• Provided data:
►
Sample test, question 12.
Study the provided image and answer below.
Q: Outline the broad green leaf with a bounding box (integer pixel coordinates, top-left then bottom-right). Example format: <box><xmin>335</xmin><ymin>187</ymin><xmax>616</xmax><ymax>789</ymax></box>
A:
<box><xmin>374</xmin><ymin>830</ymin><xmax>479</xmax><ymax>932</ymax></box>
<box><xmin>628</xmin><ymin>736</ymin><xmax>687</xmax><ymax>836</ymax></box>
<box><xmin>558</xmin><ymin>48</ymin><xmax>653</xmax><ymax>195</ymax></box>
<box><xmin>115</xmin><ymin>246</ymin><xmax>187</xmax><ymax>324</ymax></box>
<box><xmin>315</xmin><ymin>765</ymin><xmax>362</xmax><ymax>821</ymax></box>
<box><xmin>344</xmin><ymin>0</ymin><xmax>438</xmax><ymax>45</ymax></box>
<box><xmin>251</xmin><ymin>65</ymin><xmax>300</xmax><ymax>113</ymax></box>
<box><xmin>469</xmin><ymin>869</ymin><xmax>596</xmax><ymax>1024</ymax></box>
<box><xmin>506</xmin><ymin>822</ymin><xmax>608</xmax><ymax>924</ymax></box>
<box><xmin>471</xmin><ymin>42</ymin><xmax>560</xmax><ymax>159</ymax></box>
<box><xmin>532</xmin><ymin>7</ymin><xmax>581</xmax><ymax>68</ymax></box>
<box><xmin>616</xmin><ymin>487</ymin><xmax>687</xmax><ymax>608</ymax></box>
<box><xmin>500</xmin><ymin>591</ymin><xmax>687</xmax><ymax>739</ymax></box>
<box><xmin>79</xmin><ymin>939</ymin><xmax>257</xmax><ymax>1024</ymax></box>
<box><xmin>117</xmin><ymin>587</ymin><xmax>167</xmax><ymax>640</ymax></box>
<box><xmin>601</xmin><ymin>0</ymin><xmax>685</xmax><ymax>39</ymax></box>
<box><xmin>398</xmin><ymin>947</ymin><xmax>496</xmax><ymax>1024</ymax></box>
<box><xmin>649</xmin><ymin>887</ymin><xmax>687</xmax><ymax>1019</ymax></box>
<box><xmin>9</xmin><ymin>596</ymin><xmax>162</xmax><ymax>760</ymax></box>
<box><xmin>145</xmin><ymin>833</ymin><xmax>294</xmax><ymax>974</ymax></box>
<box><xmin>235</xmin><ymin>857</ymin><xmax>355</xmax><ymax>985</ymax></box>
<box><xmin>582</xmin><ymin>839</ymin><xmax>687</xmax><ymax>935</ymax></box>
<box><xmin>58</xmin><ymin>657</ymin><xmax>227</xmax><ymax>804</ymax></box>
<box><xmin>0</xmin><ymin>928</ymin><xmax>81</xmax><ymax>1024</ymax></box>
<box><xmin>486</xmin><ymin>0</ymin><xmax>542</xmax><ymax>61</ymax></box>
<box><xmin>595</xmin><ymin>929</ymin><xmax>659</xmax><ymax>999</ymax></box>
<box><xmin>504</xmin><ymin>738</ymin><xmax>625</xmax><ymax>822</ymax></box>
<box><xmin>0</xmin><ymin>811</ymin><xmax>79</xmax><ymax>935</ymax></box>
◄
• Your objective: Pull out every line above that contains the string "Example". Uppercase and lowercase letters count as different.

• Correct response:
Q: Outline the broad green leaf with a bounding box (integer pixel coordinates, top-left then bottom-right). Example format: <box><xmin>335</xmin><ymin>187</ymin><xmax>616</xmax><ymax>789</ymax></box>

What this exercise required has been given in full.